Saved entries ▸
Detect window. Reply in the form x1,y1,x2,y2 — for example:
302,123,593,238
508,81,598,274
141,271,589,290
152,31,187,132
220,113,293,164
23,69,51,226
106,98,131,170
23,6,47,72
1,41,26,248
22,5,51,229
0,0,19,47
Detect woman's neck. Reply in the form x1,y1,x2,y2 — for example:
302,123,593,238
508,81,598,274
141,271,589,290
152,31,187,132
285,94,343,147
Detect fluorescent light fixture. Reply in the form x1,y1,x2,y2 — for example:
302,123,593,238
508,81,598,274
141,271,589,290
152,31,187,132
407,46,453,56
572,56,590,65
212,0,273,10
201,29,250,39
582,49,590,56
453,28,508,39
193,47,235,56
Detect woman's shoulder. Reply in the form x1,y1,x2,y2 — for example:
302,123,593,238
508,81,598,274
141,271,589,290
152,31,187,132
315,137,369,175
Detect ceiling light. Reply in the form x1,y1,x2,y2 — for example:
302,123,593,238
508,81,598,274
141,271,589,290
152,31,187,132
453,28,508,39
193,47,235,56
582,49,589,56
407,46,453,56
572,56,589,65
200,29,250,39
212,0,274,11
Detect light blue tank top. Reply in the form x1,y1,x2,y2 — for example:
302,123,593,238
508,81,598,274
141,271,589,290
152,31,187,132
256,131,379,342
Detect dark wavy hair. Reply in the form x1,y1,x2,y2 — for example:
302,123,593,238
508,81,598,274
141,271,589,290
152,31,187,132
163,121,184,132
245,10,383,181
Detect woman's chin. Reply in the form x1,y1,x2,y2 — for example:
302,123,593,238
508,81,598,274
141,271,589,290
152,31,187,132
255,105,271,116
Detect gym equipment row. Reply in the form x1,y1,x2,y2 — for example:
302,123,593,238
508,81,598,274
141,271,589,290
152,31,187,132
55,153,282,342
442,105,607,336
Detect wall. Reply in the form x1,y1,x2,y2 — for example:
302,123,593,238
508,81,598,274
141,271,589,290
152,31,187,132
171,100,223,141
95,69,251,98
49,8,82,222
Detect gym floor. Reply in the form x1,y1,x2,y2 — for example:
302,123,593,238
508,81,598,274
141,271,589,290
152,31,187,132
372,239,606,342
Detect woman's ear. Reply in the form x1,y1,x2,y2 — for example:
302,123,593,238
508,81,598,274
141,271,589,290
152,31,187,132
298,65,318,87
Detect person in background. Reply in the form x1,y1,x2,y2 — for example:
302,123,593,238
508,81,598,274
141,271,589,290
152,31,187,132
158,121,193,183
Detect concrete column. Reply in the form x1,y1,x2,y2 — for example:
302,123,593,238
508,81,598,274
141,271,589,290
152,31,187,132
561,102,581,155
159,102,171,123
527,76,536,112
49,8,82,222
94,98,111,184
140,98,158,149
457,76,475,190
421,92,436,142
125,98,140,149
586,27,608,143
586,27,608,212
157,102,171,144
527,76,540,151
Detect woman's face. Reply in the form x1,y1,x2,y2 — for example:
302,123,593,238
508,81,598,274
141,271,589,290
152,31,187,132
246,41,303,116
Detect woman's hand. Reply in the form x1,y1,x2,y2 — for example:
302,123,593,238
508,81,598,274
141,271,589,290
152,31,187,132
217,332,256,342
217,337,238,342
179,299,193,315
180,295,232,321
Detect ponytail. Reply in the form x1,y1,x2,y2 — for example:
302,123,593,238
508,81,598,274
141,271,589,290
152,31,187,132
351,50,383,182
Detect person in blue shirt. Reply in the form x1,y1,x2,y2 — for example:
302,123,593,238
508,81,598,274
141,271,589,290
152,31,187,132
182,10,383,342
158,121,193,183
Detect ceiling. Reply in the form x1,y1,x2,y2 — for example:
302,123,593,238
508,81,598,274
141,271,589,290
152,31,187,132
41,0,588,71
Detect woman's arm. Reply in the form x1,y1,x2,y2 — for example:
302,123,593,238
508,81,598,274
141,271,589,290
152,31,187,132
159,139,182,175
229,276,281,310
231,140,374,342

Directions for this task ▸ Only lines with the word "ceiling" count here; copy every one from the records.

Response below ▸
Detect ceiling light. Reply in the form x1,y1,x2,y2 — for example:
Detect ceiling. Reply in the form x1,y1,x2,y2 — for example:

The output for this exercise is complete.